INSTRUCTION 1 |
Which log files does the TrueSight troubleshooting page mention by name? List all of them.
INSTRUCTION 2 |
According to the TrueSight troubleshooting page, why does the upgrade fail with a missing default gateway?
INSTRUCTION 3 |
Transcribe the TrueSight troubleshooting page from "- If a second" up to and including "at java.net.SocketInputStream.read(SocketInputStream.java:204)".
— START PAGE EXTRACT —
The upgrade fails due to a missing default gateway
Issue
In TSIMPreInstall.log, the preinstallation status of TrueSight Infrastructure Management displays following message:
Configuration: Default Gateway
Actual Value:
Recommended Configuration:
Pre Install Status: Not Ok
Cause
This issue occurs because the operating system has two NIC cards.
Resolution
- Perform the following actions:
- Run the ipconfig \all command to see if the default gateway is displayed in the output.
- If the default gateways is not displayed, contact the system administrator to fix this issue.
- If a second NIC card is present, disable it.
- Ensure that the DNS is getting resolved on the TrueSight Infrastructure Management server.
If the above resolutions do not work, contact the system administrator and refresh the network configuration on the server.
The Integration Service (IS) appears disconnected in the TrueSight console
Issue
After adding Integration Service from the TrueSight console, the Integration Service appears as disconnected in the TrueSight console.
The following error is displayed in the pronet_cntl.log file:
INFO pronet_cntl [Thread-86] 600002 Re-establishing connection to agent with ID 10005
WARN pronet_cntl [AgentConnector-10005] 101762 AgentConnector: Having problem connecting to Agent (AgentId:10005 AgentName:<hostname> AgentIP:<IP_Address>)
java.net.SocketException: Socket closed
at java.net.SocketInputStream.read(SocketInputStream.java:204)
at java.net.SocketInputStream.read(SocketInputStream.java:141)
at com.proactivenet.ipc.TCPMessageReader.readMessage(TCPMessageReader.java:72)
at com.proactivenet.agent.controller.AgentConnector.connectToAgent(AgentConnector.java:128)at com.proactivenet.agent.controller.AgentConnector.run(AgentConnector.java:517)
INFO: pronet_cntl [AgentConnector-10005] 101574 Close the connection to agent 10005
WARN: pronet_cntl [AgentConnector-10005] 101764 Terminating this AgentConnector, another AgentConnector is trying to connect.
The following error is displayed in the TrueSightAgent_<hostname>-151_12124_3183.log in location <IS-Install_Path>\pw\pronto\logs file:
ERROR 11/02 09:03:13 Library [AC_Listener] 102660 Unable to write TCP message.
ERROR 11/02 09:03:13 Agent [AC_Listener] 102099 Exception:
javax.net.ssl.SSLHandshakeException: Remote host closed connection during handshake
at sun.security.ssl.SSLSocketImpl.readRecord(SSLSocketImpl.java:1002)
at sun.security.ssl.SSLSocketImpl.performInitialHandshake(SSLSocketImpl.java:1385)
at sun.security.ssl.SSLSocketImpl.writeRecord(SSLSocketImpl.java:757)
at sun.security.ssl.AppOutputStream.write(AppOutputStream.java:123)
at java.io.BufferedOutputStream.flushBuffer(BufferedOutputStream.java:82)
at java.io.BufferedOutputStream.flush(BufferedOutputStream.java:140)
at java.io.DataOutputStream.flush(DataOutputStream.java:123)
at com.proactivenet.ipc.TCPMessageWriter.writeMessage(TCPMessageWriter.java:76)
at com.proactivenet.agent.Listener.run(SessionHandler.java:2469)
Caused by: java.io.EOFException: SSL peer shut down incorrectly
at sun.security.ssl.InputRecord.read(InputRecord.java:505)
at sun.security.ssl.SSLSocketImpl.readRecord(SSLSocketImpl.java:983)
Cause
This issue occurs because TLS is enabled only on the TrueSight Infrastructure Management server or the Integration Service.
— END PAGE EXTRACT —
— START ENTRIES SUPPLIED —
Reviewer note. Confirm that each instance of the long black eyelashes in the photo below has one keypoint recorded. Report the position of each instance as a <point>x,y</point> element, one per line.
— END ENTRIES SUPPLIED —
— START ENTRIES SUPPLIED —
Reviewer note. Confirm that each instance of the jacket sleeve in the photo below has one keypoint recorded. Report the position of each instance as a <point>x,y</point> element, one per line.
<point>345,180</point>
— END ENTRIES SUPPLIED —
FULL SOLUTION 1 |
TSIMPreInstall.log, pronet_cntl.log, TrueSightAgent_<hostname>-151_12124_3183.log

FULL SOLUTION 2 |
The operating system has two NIC cards.

FULL SOLUTION 3 |
- If a second NIC card is present, disable it.
- Ensure that the DNS is getting resolved on the TrueSight Infrastructure Management server.
If the above resolutions do not work, contact the system administrator and refresh the network configuration on the server.
The Integration Service (IS) appears disconnected in the TrueSight console
Issue
After adding Integration Service from the TrueSight console, the Integration Service appears as disconnected in the TrueSight console.
The following error is displayed in the pronet_cntl.log file:
INFO pronet_cntl [Thread-86] 600002 Re-establishing connection to agent with ID 10005
WARN pronet_cntl [AgentConnector-10005] 101762 AgentConnector: Having problem connecting to Agent (AgentId:10005 AgentName:<hostname> AgentIP:<IP_Address>)
java.net.SocketException: Socket closed
at java.net.SocketInputStream.read(SocketInputStream.java:204)